-- begin GIVEN RECORDS --
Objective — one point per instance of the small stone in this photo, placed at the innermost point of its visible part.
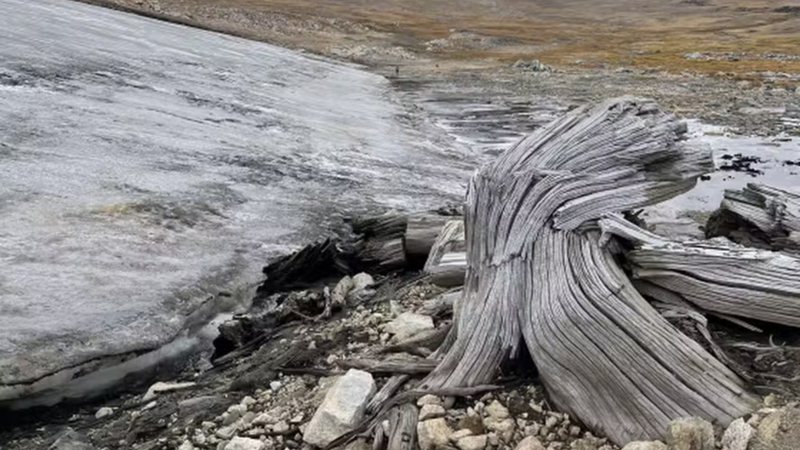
(281, 427)
(472, 442)
(361, 281)
(530, 443)
(496, 410)
(226, 432)
(342, 409)
(459, 434)
(691, 433)
(240, 443)
(778, 431)
(429, 399)
(504, 428)
(433, 433)
(472, 423)
(431, 412)
(645, 445)
(247, 402)
(583, 444)
(103, 412)
(737, 435)
(408, 324)
(161, 387)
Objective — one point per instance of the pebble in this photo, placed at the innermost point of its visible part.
(431, 412)
(472, 442)
(103, 412)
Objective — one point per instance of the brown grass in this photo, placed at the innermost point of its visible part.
(638, 33)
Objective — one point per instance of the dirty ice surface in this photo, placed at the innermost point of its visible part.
(739, 160)
(144, 165)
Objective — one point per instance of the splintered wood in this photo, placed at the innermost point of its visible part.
(538, 276)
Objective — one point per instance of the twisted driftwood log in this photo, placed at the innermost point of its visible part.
(538, 276)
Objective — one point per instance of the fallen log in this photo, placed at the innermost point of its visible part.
(421, 233)
(765, 214)
(447, 261)
(537, 276)
(716, 275)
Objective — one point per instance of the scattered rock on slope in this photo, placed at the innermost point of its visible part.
(342, 409)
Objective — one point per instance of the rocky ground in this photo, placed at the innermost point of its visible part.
(285, 374)
(297, 384)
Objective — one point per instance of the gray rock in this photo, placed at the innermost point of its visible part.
(340, 291)
(496, 410)
(408, 324)
(69, 439)
(429, 399)
(361, 282)
(645, 445)
(432, 434)
(690, 433)
(530, 443)
(472, 442)
(162, 387)
(342, 409)
(103, 412)
(778, 431)
(737, 435)
(240, 443)
(431, 412)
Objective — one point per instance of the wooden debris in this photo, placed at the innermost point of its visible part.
(421, 233)
(768, 215)
(537, 273)
(403, 428)
(408, 367)
(447, 262)
(716, 275)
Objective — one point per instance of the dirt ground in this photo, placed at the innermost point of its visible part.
(726, 62)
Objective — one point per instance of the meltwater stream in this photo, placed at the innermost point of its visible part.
(145, 165)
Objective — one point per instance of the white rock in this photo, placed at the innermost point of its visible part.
(161, 387)
(361, 281)
(429, 399)
(496, 410)
(431, 412)
(342, 409)
(433, 434)
(281, 427)
(103, 412)
(530, 443)
(690, 433)
(737, 436)
(472, 442)
(408, 324)
(460, 433)
(240, 443)
(645, 445)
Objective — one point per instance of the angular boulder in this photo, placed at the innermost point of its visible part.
(342, 409)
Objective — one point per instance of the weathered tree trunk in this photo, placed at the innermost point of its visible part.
(715, 275)
(538, 276)
(762, 214)
(447, 261)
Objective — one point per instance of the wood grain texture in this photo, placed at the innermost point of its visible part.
(538, 276)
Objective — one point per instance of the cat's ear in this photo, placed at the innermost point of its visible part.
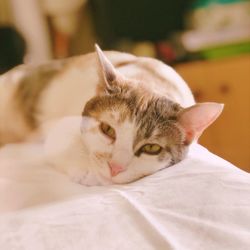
(195, 119)
(108, 72)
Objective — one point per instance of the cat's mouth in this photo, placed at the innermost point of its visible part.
(115, 168)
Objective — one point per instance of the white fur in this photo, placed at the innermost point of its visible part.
(73, 150)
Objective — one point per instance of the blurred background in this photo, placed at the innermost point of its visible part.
(206, 41)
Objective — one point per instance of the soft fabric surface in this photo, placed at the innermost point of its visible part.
(201, 203)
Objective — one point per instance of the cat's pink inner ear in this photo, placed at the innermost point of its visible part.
(195, 119)
(107, 69)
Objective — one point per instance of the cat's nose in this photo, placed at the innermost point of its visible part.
(115, 168)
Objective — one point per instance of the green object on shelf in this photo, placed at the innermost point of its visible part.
(225, 51)
(206, 3)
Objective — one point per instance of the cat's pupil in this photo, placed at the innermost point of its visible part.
(151, 149)
(108, 130)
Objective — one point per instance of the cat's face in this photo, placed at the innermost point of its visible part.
(131, 132)
(128, 137)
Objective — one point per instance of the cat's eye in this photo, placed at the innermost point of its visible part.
(107, 130)
(151, 149)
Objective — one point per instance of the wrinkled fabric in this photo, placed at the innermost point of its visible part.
(202, 202)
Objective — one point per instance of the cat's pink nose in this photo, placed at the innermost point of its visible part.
(115, 168)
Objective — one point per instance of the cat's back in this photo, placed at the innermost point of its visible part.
(32, 94)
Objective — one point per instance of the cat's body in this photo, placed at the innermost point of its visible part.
(138, 115)
(31, 95)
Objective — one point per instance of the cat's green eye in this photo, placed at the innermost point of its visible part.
(151, 149)
(107, 130)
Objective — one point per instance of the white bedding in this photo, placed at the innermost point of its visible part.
(201, 203)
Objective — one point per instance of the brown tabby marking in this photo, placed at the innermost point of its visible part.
(154, 116)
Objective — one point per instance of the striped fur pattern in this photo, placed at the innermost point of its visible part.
(137, 115)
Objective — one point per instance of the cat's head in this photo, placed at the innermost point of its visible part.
(131, 132)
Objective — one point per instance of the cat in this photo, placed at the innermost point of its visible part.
(132, 116)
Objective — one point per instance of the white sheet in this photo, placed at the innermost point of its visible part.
(201, 203)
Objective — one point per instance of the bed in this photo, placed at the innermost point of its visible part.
(202, 202)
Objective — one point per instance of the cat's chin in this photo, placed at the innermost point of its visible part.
(91, 179)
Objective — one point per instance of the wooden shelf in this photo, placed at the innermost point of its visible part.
(225, 81)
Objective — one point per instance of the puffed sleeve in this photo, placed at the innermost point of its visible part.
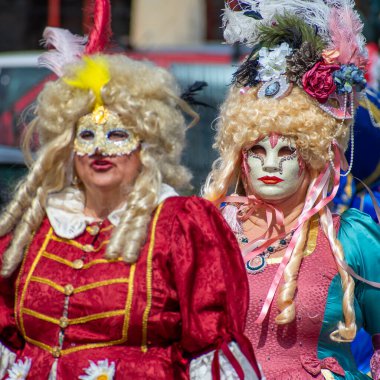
(213, 293)
(360, 237)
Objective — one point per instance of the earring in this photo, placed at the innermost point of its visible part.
(75, 181)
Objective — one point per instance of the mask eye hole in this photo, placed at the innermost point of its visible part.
(258, 150)
(286, 151)
(117, 135)
(87, 135)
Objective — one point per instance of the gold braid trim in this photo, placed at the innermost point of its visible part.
(144, 347)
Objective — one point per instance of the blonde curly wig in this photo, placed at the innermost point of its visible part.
(146, 99)
(244, 119)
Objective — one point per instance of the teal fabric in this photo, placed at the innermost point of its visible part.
(360, 238)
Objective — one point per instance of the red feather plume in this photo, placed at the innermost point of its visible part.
(100, 33)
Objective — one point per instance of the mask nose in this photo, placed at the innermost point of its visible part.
(271, 163)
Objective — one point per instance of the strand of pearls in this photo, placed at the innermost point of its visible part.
(352, 139)
(369, 107)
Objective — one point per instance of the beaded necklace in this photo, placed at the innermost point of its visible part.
(259, 262)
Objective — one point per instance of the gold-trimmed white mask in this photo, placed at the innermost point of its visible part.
(102, 131)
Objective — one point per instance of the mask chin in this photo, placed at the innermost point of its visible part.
(339, 106)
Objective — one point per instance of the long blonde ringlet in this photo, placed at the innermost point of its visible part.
(147, 101)
(245, 118)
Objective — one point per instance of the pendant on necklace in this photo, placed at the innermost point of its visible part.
(257, 264)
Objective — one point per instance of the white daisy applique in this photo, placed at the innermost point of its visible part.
(99, 371)
(19, 369)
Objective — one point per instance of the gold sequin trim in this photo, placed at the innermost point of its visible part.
(19, 279)
(90, 228)
(312, 236)
(82, 247)
(79, 289)
(126, 312)
(144, 347)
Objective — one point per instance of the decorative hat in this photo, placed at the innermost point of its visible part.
(317, 45)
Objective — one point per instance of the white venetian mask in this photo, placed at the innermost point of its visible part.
(275, 169)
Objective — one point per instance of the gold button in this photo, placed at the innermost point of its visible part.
(88, 248)
(78, 264)
(93, 230)
(69, 289)
(63, 322)
(56, 352)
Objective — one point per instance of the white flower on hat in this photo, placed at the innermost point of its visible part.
(19, 369)
(99, 371)
(272, 62)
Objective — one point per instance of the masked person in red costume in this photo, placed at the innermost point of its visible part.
(105, 272)
(313, 276)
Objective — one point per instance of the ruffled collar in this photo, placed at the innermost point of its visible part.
(65, 211)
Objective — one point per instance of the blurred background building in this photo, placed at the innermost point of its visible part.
(184, 36)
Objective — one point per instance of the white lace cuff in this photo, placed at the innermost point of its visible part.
(7, 358)
(200, 368)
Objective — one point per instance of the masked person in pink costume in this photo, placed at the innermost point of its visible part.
(314, 277)
(106, 273)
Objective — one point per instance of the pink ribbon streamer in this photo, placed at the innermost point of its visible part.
(373, 199)
(319, 187)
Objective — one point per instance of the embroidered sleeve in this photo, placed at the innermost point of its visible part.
(211, 283)
(360, 238)
(7, 358)
(201, 367)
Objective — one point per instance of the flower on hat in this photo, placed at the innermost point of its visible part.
(319, 82)
(349, 78)
(99, 371)
(272, 62)
(19, 369)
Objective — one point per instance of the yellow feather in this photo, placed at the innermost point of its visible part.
(93, 75)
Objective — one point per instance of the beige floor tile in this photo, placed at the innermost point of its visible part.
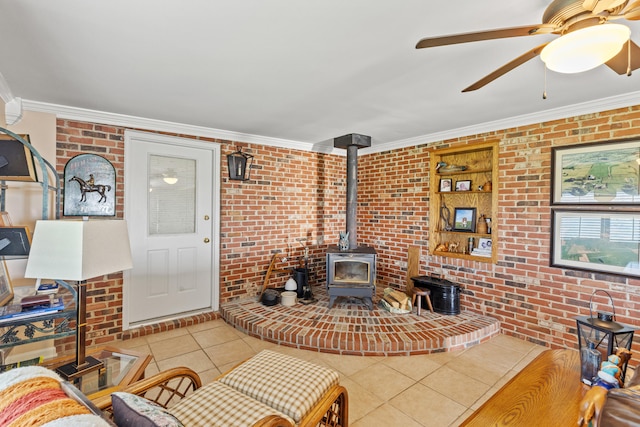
(385, 416)
(229, 352)
(456, 386)
(361, 401)
(415, 367)
(196, 360)
(499, 356)
(427, 406)
(258, 345)
(215, 336)
(348, 365)
(382, 381)
(161, 336)
(173, 347)
(513, 343)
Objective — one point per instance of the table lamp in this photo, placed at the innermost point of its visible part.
(78, 250)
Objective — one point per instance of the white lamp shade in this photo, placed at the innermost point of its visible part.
(586, 48)
(78, 250)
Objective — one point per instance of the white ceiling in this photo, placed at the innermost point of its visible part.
(300, 71)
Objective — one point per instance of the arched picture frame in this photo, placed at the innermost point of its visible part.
(89, 186)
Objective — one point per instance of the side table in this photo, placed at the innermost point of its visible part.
(548, 391)
(121, 367)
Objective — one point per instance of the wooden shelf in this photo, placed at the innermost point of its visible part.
(481, 161)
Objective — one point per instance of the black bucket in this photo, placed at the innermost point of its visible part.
(445, 295)
(300, 275)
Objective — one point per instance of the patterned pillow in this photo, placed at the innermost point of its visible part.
(33, 396)
(130, 410)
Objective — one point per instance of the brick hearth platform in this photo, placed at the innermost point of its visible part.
-- end GIVEN RECORDS --
AIM →
Print the line containing "Objective — one point per instance of the arched" and every line after it to the end of the records above, exactly as written, and nothing else.

TASK ANSWER →
Objective — one point per instance of the arched picture frame in this photo, placed at the innermost point of its visible part.
(89, 186)
Objective — one point per instance of the side table in this photo, placed at the innermost point of its visible part.
(548, 391)
(121, 367)
Objective — one point per instance of the wooden shelf in this photo, placed at the innermost point of its visible part.
(481, 161)
Objective — one point per instance of the black bucket in this photo, placed at the innermost point of its visible part.
(445, 295)
(300, 275)
Objective — one point per instance of the patterned pillow in this photo, placed at the innermost point of its visible part.
(33, 396)
(130, 410)
Objective — one point per instance of the brick hearth platform in this photo, placed at the innermost point of its visible part.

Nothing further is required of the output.